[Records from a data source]

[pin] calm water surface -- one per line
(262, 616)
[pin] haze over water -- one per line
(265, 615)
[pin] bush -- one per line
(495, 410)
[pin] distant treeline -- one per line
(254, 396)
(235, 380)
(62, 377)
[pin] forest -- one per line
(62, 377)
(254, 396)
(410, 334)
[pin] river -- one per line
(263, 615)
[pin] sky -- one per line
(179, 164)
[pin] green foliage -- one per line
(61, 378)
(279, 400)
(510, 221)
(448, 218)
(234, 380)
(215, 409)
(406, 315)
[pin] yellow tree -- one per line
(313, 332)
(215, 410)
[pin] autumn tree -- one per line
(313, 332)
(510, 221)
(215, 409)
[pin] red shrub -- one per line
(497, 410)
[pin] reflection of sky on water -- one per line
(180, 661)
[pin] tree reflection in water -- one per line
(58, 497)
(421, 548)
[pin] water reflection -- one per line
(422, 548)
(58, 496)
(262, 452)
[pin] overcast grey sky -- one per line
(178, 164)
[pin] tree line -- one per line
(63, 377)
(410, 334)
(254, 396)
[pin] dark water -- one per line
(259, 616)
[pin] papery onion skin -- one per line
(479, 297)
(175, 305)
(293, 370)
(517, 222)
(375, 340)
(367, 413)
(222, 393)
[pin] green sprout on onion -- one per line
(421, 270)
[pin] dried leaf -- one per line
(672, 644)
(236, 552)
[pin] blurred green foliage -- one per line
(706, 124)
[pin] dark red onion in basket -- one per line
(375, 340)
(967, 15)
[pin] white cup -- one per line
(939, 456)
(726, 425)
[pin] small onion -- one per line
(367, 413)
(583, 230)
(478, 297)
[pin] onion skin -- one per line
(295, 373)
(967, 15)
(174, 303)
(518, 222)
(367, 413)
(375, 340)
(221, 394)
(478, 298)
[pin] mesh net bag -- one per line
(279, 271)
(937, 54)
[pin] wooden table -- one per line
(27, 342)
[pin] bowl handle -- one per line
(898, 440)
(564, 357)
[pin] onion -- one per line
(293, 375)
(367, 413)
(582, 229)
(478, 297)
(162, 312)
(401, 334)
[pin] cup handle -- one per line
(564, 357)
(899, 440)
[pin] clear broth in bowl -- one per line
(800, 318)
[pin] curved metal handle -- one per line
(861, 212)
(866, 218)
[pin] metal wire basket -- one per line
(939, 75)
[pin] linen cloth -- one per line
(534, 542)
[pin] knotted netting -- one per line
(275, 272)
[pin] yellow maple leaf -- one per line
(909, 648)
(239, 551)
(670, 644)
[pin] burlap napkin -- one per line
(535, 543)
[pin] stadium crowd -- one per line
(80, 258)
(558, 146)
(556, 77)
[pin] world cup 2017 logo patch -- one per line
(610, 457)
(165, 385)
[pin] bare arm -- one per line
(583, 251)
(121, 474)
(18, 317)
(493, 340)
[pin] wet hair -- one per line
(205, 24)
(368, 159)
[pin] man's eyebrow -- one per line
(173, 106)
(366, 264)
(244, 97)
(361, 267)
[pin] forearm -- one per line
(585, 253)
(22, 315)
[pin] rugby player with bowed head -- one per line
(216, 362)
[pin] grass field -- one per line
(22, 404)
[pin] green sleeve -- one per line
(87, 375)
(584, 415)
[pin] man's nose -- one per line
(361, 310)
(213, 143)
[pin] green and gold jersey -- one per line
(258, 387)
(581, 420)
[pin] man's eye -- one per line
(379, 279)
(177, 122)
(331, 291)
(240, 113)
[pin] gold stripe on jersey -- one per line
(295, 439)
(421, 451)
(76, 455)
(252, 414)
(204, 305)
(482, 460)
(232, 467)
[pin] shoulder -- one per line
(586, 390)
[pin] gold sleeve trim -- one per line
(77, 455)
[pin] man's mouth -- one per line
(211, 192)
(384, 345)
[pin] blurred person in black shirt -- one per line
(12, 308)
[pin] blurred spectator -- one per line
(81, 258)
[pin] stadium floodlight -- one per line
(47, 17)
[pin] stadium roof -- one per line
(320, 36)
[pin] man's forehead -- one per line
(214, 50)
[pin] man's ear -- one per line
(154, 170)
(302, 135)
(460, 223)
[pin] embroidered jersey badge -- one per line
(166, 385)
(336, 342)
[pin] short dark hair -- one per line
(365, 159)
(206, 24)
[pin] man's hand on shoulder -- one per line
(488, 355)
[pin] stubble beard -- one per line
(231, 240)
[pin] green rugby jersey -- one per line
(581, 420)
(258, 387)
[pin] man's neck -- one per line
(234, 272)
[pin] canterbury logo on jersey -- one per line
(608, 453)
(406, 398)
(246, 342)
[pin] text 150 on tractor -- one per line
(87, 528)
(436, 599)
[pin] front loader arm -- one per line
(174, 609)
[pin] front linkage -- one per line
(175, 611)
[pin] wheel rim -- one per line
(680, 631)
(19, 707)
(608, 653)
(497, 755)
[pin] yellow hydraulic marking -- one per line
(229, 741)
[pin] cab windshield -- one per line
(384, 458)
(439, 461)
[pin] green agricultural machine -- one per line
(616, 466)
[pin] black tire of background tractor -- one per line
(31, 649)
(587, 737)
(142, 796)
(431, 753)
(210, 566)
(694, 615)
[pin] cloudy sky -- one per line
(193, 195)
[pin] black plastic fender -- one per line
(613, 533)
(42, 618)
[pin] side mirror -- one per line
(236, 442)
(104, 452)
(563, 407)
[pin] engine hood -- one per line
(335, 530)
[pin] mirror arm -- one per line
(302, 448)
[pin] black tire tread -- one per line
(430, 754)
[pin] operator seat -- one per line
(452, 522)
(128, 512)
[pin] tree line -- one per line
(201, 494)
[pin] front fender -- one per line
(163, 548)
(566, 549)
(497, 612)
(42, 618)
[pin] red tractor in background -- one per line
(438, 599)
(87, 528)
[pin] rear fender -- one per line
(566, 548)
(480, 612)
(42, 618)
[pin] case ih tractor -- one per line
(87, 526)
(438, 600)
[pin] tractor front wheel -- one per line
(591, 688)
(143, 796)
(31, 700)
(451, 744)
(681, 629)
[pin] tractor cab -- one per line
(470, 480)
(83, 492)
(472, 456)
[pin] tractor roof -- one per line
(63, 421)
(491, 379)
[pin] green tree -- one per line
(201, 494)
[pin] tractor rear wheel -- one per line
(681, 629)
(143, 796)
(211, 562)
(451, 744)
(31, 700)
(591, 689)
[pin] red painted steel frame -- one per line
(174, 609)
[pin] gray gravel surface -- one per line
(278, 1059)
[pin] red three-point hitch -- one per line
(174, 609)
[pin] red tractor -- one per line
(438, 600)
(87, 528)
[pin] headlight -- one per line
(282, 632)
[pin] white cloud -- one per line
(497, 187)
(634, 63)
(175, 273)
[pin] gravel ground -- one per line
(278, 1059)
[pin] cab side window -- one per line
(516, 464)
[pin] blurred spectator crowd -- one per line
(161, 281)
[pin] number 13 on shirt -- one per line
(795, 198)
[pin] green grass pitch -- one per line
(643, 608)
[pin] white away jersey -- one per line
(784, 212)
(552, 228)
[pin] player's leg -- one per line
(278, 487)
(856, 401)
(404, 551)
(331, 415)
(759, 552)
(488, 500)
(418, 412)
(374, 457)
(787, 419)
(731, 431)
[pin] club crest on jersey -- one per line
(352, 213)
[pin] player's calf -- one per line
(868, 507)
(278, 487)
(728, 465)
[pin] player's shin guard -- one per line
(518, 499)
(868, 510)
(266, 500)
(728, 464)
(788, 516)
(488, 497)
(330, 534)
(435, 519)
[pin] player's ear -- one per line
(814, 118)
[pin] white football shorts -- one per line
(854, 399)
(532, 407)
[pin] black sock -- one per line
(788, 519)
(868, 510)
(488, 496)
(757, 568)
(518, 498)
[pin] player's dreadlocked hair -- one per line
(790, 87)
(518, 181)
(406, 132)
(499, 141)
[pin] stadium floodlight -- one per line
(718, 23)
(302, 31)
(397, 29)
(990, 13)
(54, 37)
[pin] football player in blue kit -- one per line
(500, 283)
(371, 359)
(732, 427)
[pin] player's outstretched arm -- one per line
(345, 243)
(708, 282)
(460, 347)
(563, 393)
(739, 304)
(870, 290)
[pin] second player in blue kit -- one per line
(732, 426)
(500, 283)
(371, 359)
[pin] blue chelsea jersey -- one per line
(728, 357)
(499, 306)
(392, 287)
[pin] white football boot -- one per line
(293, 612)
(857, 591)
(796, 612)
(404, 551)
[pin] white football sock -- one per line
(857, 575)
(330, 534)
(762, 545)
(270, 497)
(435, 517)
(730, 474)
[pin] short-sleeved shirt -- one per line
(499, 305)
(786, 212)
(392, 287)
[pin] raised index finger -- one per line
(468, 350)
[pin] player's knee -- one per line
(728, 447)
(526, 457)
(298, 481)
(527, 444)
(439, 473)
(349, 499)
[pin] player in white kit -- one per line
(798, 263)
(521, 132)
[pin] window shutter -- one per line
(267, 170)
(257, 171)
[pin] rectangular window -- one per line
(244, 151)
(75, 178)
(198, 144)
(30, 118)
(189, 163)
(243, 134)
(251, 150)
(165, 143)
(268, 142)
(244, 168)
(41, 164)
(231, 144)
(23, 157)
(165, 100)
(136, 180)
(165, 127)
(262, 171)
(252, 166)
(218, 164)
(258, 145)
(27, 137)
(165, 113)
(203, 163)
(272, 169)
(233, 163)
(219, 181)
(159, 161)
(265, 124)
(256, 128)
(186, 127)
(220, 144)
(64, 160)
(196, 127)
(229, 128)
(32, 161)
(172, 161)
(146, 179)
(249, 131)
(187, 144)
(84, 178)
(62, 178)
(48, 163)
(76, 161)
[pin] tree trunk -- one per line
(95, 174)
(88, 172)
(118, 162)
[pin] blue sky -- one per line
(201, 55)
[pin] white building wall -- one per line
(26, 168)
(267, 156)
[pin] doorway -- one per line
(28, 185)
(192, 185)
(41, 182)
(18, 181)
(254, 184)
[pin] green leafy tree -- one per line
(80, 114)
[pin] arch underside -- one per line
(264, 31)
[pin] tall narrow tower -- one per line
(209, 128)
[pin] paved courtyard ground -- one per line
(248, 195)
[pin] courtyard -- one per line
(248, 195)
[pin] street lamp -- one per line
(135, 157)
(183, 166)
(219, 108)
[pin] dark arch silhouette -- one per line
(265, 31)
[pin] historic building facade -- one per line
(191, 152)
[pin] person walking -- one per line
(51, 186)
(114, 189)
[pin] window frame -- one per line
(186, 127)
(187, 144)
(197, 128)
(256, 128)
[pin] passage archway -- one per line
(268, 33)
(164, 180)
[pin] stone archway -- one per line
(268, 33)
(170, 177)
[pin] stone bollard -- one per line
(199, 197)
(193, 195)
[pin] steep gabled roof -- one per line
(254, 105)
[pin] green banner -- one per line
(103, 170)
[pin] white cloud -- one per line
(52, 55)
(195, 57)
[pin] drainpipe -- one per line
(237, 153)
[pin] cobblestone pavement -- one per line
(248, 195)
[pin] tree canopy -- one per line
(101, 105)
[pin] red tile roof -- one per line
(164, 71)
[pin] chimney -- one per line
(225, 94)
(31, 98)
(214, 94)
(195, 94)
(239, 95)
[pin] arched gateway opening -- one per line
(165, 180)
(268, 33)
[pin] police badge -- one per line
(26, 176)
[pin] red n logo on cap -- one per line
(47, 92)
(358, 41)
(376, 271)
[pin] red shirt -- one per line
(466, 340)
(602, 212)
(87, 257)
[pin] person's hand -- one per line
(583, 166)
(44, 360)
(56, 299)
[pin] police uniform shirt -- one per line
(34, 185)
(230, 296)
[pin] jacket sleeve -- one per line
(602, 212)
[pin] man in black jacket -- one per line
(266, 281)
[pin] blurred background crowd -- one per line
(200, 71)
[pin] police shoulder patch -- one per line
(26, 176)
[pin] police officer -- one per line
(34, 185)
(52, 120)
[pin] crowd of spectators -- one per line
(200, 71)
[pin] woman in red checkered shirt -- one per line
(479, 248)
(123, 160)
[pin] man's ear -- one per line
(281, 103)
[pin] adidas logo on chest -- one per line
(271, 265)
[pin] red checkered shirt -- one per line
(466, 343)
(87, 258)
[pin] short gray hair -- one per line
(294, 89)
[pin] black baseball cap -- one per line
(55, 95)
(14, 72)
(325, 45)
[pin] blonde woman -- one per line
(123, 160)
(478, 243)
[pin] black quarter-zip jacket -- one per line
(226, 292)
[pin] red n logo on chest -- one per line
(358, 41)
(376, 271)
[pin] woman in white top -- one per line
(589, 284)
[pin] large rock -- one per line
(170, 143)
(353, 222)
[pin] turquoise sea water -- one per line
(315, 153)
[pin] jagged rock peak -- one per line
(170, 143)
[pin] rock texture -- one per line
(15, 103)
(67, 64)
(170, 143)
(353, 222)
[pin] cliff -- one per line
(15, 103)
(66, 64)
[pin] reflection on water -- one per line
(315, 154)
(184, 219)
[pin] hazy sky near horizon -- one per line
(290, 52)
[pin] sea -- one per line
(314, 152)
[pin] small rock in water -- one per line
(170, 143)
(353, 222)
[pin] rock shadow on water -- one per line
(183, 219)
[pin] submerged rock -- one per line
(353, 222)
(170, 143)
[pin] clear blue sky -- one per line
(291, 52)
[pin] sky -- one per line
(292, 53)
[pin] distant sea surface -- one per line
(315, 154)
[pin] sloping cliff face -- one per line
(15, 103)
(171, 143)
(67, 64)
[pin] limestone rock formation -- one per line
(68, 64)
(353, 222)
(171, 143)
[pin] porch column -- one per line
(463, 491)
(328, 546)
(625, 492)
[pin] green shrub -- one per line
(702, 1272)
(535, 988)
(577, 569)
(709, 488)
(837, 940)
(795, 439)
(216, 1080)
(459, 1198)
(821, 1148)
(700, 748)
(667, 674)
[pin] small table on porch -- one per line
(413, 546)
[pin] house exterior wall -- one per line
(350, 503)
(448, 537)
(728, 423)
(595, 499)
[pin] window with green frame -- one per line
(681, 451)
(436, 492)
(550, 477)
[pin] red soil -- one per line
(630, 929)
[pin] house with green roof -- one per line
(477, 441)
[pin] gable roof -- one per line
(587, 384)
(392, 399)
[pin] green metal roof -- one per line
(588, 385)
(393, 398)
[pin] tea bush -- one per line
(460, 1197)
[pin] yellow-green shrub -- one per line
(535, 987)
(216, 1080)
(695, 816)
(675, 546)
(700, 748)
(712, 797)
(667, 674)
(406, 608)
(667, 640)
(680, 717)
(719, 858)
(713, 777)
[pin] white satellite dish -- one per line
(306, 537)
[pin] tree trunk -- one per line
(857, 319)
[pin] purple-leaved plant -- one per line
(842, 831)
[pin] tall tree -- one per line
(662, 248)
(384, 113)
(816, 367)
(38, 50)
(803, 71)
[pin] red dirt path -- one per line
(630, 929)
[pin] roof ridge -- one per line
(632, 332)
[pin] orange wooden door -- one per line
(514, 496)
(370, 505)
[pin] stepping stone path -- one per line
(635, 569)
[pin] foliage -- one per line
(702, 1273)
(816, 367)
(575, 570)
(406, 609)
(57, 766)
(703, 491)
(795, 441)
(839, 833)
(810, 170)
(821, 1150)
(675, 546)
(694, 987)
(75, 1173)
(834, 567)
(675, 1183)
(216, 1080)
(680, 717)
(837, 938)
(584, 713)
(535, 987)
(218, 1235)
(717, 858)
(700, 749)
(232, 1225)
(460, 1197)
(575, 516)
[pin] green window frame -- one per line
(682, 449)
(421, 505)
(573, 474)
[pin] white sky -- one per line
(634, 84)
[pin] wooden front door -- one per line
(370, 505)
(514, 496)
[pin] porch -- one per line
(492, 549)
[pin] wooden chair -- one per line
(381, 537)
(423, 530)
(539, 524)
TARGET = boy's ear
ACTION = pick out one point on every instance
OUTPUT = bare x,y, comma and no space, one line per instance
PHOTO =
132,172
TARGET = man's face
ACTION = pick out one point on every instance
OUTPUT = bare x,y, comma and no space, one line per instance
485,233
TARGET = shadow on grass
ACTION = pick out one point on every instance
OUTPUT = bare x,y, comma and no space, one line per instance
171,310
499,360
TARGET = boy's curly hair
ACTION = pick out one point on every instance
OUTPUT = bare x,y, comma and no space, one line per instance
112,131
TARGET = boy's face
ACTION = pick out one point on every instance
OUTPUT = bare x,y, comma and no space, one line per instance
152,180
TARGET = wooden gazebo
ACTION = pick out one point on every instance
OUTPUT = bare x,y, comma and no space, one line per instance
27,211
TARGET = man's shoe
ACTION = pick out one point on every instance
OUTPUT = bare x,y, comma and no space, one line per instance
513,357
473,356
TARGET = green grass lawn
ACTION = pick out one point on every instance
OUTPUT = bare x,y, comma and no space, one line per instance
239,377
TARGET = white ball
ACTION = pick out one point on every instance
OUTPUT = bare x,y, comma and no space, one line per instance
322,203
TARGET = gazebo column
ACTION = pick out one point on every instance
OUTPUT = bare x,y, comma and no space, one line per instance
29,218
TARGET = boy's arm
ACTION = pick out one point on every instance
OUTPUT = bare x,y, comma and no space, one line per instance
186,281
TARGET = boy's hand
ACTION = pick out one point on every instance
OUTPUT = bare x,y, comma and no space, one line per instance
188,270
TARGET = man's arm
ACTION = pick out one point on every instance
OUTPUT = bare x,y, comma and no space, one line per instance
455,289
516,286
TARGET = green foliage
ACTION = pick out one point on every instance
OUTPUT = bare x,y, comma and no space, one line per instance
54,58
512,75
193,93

[INSTRUCTIONS TO FOLLOW]: Where a line above holds the string "gazebo", show that line.

[REPLY TO THE EXERCISE]:
TARGET = wooden gazebo
TARGET = gazebo column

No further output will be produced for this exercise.